What you should do
Pull out each line in the records below that contains the word "leaf".

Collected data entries
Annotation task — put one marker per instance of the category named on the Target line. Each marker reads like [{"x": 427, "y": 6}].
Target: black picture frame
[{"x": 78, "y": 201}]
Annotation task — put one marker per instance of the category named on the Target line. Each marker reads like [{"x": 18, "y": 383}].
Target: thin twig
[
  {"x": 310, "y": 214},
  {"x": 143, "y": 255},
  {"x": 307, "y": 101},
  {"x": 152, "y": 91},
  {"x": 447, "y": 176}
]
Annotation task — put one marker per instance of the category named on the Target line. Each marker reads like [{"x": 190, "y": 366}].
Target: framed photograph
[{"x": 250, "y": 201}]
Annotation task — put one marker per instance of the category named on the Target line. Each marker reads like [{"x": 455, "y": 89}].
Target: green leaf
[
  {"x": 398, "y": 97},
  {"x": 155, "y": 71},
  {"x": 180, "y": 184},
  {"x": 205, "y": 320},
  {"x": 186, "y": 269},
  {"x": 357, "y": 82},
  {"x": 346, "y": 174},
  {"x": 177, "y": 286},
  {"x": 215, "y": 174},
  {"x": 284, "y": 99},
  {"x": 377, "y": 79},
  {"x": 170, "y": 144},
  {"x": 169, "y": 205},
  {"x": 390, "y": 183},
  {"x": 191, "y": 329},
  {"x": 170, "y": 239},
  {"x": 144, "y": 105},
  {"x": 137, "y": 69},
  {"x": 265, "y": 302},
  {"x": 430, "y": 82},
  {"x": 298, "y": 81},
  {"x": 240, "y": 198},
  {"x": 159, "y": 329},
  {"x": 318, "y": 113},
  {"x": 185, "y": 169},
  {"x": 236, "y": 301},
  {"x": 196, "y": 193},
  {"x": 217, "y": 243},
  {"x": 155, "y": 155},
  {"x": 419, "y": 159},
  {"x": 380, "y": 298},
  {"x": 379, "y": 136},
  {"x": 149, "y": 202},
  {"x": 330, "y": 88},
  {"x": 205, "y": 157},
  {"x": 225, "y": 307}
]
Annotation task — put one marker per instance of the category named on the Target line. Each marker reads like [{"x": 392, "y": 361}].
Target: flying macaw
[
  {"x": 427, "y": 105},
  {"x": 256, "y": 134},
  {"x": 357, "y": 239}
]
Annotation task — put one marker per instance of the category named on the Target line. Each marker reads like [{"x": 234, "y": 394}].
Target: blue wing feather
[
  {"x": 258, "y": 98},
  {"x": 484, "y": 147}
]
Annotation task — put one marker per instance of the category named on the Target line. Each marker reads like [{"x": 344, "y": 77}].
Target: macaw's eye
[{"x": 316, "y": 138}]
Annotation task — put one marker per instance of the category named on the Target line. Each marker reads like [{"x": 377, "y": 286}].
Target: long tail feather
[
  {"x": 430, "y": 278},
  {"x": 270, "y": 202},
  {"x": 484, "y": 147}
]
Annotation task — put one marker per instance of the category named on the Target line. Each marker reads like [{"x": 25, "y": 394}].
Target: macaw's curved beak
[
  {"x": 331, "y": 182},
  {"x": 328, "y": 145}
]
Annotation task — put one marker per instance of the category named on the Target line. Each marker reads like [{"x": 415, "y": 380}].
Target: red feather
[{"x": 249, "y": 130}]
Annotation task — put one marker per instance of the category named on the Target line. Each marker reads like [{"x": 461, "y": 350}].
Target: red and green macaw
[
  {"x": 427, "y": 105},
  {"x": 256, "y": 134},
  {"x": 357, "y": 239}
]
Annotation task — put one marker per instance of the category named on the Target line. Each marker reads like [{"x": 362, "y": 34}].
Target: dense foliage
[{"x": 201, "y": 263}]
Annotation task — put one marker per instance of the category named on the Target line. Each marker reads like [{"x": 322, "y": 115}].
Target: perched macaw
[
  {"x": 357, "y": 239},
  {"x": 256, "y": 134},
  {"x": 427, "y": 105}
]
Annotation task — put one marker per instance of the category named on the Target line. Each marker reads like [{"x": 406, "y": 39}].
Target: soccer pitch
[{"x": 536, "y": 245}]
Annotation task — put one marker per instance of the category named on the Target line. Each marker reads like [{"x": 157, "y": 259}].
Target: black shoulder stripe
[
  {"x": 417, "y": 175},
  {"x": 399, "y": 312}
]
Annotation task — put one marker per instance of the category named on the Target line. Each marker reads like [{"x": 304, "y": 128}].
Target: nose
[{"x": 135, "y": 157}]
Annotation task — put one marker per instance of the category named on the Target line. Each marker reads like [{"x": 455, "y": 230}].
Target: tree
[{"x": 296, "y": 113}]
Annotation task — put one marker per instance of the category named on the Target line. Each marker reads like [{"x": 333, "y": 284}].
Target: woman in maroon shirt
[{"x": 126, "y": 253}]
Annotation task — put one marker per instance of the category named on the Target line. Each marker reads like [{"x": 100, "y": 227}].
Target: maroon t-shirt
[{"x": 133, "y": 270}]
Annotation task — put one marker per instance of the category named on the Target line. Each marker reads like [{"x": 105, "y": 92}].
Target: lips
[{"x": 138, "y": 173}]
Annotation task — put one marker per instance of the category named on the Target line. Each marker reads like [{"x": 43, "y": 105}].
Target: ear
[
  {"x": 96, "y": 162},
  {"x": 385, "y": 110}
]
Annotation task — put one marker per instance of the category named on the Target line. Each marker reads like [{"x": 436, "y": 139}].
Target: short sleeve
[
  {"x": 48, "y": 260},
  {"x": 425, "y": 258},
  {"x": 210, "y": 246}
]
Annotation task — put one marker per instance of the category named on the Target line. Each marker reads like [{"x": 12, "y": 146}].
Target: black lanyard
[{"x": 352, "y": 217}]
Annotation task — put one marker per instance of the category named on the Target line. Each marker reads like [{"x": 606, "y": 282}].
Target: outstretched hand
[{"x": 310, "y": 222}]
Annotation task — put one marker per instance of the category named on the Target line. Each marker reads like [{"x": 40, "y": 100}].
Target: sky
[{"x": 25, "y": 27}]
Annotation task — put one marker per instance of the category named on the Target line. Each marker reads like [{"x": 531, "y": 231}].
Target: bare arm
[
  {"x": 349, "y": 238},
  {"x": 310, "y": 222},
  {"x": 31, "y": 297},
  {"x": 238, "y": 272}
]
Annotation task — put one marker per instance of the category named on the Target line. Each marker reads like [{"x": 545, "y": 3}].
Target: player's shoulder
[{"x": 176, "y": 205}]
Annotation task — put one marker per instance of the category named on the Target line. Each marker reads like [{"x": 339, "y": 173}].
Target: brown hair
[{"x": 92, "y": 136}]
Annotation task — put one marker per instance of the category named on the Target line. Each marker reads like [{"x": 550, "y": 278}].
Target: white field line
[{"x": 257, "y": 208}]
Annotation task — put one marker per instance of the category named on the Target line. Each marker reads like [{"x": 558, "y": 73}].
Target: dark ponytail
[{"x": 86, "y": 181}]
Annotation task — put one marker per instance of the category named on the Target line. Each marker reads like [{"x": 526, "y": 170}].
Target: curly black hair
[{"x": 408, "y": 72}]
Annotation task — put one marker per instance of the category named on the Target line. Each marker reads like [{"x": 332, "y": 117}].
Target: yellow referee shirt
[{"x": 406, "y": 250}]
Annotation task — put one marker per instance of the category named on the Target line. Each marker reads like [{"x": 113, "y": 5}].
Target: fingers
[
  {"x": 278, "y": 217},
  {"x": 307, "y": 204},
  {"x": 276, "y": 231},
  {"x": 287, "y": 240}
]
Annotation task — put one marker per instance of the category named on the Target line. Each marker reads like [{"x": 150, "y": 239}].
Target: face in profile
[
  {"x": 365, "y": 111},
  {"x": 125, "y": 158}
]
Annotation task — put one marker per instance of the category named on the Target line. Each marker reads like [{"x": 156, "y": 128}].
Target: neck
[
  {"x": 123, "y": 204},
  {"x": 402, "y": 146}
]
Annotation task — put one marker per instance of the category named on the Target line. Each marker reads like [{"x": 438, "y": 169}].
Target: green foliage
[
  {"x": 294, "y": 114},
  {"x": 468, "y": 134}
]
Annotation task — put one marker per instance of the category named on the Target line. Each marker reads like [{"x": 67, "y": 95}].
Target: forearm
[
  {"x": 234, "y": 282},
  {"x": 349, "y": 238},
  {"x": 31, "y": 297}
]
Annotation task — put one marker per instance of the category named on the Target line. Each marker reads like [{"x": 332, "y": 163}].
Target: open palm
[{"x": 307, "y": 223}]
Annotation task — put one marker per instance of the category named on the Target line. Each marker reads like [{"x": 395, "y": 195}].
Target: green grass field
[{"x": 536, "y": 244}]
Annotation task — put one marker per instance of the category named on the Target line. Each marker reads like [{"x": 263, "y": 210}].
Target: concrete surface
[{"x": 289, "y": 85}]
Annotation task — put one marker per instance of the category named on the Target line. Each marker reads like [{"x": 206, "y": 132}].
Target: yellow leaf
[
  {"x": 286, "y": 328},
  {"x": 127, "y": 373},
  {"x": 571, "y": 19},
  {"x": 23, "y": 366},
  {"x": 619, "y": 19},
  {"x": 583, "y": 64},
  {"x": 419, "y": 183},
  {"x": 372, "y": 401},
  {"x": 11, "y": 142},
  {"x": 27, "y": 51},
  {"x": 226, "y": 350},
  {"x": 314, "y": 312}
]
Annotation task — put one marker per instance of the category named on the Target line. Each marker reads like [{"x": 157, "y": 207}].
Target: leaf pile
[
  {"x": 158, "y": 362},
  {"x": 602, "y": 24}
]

Problem solution
Target: green leaf
Target: yellow leaf
Target: leaf pile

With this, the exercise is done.